## [TASK STATEMENT]
Word for word, restate every line of the material.

[start RECORDS PROVIDED]

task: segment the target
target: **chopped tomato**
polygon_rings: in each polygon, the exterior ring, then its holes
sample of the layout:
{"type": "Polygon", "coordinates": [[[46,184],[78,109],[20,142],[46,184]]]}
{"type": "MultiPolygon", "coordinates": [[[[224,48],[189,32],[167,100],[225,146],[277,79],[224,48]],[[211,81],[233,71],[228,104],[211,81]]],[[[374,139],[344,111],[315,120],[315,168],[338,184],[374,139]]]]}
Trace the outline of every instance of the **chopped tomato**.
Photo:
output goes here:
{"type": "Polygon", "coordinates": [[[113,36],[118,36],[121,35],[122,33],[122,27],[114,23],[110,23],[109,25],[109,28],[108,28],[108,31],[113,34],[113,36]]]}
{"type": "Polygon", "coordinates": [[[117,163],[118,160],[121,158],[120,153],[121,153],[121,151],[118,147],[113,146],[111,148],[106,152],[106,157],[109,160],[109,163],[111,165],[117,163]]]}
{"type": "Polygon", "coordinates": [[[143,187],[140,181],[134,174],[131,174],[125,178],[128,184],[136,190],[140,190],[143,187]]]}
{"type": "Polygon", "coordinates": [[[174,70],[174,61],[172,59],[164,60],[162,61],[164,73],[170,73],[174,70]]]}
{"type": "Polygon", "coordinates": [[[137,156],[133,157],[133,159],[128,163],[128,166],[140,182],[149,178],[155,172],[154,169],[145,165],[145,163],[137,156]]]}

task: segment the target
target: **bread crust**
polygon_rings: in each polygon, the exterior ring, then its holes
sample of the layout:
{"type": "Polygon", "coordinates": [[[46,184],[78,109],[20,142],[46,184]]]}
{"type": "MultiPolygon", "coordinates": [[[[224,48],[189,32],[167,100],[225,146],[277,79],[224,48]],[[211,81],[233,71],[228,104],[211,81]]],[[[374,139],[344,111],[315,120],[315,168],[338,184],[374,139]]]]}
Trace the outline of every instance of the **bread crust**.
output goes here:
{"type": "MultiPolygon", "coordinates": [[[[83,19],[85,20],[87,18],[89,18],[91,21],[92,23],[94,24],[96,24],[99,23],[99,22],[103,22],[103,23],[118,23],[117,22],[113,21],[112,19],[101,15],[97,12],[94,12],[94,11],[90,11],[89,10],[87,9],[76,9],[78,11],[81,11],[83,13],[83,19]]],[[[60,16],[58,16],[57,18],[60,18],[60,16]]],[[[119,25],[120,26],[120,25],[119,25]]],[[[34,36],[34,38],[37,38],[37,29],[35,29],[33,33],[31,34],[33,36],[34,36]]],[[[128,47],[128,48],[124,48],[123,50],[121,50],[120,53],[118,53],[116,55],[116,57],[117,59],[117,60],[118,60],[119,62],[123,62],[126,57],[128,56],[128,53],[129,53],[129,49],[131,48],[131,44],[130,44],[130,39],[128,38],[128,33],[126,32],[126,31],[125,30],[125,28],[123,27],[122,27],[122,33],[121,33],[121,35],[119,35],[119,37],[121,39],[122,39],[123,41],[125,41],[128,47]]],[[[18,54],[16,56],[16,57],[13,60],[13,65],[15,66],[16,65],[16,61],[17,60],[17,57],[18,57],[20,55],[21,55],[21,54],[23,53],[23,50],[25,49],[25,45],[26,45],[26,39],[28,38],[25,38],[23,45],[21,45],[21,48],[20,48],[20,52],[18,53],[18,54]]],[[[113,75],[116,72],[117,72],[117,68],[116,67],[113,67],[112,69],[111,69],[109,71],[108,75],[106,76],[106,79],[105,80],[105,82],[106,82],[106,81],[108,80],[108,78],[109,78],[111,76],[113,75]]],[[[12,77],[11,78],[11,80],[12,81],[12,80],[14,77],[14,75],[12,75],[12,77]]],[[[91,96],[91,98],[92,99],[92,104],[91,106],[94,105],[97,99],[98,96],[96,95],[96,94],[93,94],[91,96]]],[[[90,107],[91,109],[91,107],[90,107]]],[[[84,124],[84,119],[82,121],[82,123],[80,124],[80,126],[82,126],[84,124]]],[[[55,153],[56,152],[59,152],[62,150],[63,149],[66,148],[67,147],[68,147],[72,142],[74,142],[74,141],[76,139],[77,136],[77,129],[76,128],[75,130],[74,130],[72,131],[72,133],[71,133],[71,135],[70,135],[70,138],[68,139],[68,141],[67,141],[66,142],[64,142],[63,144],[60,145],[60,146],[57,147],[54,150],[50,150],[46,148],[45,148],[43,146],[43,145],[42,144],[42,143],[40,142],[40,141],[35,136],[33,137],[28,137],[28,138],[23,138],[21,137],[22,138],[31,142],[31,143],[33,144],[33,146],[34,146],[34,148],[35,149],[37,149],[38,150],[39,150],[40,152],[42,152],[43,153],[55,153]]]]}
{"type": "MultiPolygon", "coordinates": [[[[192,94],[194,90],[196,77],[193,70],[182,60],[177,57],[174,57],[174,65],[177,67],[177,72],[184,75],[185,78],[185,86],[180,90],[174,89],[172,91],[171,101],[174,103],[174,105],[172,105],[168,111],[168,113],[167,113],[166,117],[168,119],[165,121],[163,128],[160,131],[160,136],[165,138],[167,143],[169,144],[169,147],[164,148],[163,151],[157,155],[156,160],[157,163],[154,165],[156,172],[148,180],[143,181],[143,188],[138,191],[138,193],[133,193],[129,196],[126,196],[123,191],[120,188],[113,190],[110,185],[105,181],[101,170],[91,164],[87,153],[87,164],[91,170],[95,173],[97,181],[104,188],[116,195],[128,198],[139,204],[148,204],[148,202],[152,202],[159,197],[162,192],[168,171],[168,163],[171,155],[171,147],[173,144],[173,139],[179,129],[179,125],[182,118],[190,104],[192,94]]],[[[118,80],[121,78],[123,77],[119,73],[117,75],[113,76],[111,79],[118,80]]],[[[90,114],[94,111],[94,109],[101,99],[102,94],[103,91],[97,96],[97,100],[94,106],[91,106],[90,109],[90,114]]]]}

[end RECORDS PROVIDED]

## [RESULT OF THIS EXERCISE]
task: segment the target
target: **chopped tomato**
polygon_rings: in each polygon, the exterior ring, then its holes
sample of the layout:
{"type": "Polygon", "coordinates": [[[46,184],[78,109],[20,142],[46,184]]]}
{"type": "MultiPolygon", "coordinates": [[[[224,48],[189,32],[167,100],[225,146],[277,79],[224,48]],[[211,81],[233,71],[228,104],[211,81]]],[[[374,139],[344,111],[315,120],[315,168],[338,184],[374,139]]]]}
Trace the outline of every instance of the **chopped tomato**.
Photo:
output goes here:
{"type": "Polygon", "coordinates": [[[113,36],[118,36],[121,35],[122,33],[122,27],[114,23],[110,23],[109,25],[109,28],[108,28],[108,31],[113,34],[113,36]]]}
{"type": "Polygon", "coordinates": [[[117,163],[118,160],[121,158],[120,153],[121,153],[121,151],[118,147],[113,146],[111,148],[106,152],[106,157],[109,160],[109,163],[111,165],[117,163]]]}
{"type": "Polygon", "coordinates": [[[143,187],[140,181],[134,174],[131,174],[125,178],[128,184],[136,190],[140,190],[143,187]]]}
{"type": "Polygon", "coordinates": [[[174,70],[174,61],[172,59],[164,60],[162,61],[164,73],[170,73],[174,70]]]}
{"type": "Polygon", "coordinates": [[[137,156],[133,157],[133,159],[128,163],[128,166],[140,182],[149,178],[155,172],[154,169],[145,165],[145,163],[137,156]]]}

task: segment the target
target: **bread crust**
polygon_rings: in each polygon, the exterior ring, then its holes
sample of the layout:
{"type": "Polygon", "coordinates": [[[46,184],[78,109],[20,142],[46,184]]]}
{"type": "MultiPolygon", "coordinates": [[[[224,48],[189,32],[167,100],[225,146],[277,79],[224,48]],[[211,81],[233,71],[228,104],[211,81]]],[[[374,139],[344,111],[315,120],[315,168],[338,184],[374,139]]]]}
Trace the outline of every instance of the **bread crust**.
output goes here:
{"type": "MultiPolygon", "coordinates": [[[[83,19],[85,20],[87,18],[89,18],[91,21],[92,23],[94,24],[96,24],[99,23],[99,22],[103,22],[103,23],[118,23],[117,22],[113,21],[112,19],[101,15],[97,12],[94,12],[94,11],[90,11],[89,10],[87,9],[76,9],[78,11],[81,11],[83,13],[83,19]]],[[[60,16],[58,16],[57,18],[60,18],[60,16]]],[[[119,25],[120,26],[120,25],[119,25]]],[[[34,36],[34,38],[37,38],[37,29],[35,29],[33,33],[31,34],[33,36],[34,36]]],[[[128,47],[128,48],[124,48],[123,50],[121,50],[120,53],[118,53],[116,55],[116,57],[117,59],[117,60],[118,60],[119,62],[123,62],[126,57],[128,56],[128,53],[129,53],[129,49],[131,48],[131,44],[130,44],[130,39],[128,38],[128,33],[126,32],[126,31],[125,30],[125,28],[123,27],[122,27],[122,33],[121,33],[121,35],[119,35],[119,37],[121,39],[122,39],[123,41],[125,41],[128,47]]],[[[18,54],[16,56],[16,57],[13,60],[13,65],[15,66],[16,65],[16,61],[17,60],[17,57],[18,57],[20,55],[21,55],[21,54],[23,53],[23,50],[25,49],[25,45],[26,45],[26,39],[28,38],[25,38],[23,45],[21,45],[21,48],[20,48],[20,52],[18,53],[18,54]]],[[[113,75],[116,72],[117,72],[117,68],[116,67],[113,67],[112,69],[111,69],[109,71],[108,75],[106,76],[106,79],[105,80],[105,82],[106,82],[106,81],[108,80],[108,78],[109,78],[111,76],[113,75]]],[[[12,77],[11,78],[11,80],[12,81],[12,80],[14,77],[14,75],[12,75],[12,77]]],[[[91,96],[91,98],[92,99],[92,104],[91,106],[94,105],[97,99],[98,96],[96,95],[96,94],[93,94],[91,96]]],[[[90,107],[91,109],[91,107],[90,107]]],[[[84,124],[84,119],[82,121],[82,123],[80,124],[80,126],[82,126],[84,124]]],[[[55,153],[56,152],[59,152],[62,150],[63,149],[66,148],[67,147],[68,147],[72,142],[74,142],[74,141],[76,139],[77,136],[77,129],[76,128],[75,130],[74,130],[72,131],[72,133],[71,133],[71,135],[70,135],[70,138],[68,139],[68,141],[67,141],[66,142],[64,142],[63,144],[60,145],[60,146],[57,147],[54,150],[50,150],[46,148],[45,148],[43,146],[43,145],[42,144],[42,143],[40,142],[40,141],[35,136],[33,137],[28,137],[28,138],[23,138],[21,137],[22,138],[31,142],[31,143],[33,144],[33,146],[34,146],[34,148],[35,149],[37,149],[38,150],[39,150],[40,152],[42,152],[43,153],[55,153]]]]}
{"type": "MultiPolygon", "coordinates": [[[[192,94],[194,90],[196,77],[193,70],[182,60],[177,57],[174,57],[174,65],[177,67],[177,72],[184,75],[185,78],[185,86],[180,90],[174,89],[172,91],[171,101],[174,103],[174,105],[172,105],[168,111],[168,113],[167,113],[166,117],[168,119],[165,121],[163,128],[160,131],[160,136],[165,138],[167,143],[169,144],[169,147],[164,148],[163,151],[157,155],[156,160],[157,163],[154,165],[156,172],[148,180],[143,181],[143,188],[138,191],[138,193],[133,193],[129,196],[126,196],[123,191],[120,188],[113,190],[110,185],[105,181],[101,170],[91,164],[87,153],[87,164],[91,170],[95,173],[97,181],[104,188],[116,195],[128,198],[139,204],[148,204],[148,202],[152,202],[159,197],[162,192],[168,171],[168,163],[171,155],[171,147],[173,144],[173,139],[179,129],[179,125],[182,118],[190,104],[192,94]]],[[[118,80],[121,78],[123,77],[119,73],[117,75],[113,76],[111,79],[118,80]]],[[[90,114],[94,111],[94,109],[101,99],[102,94],[103,91],[97,96],[97,100],[94,106],[91,106],[90,109],[90,114]]]]}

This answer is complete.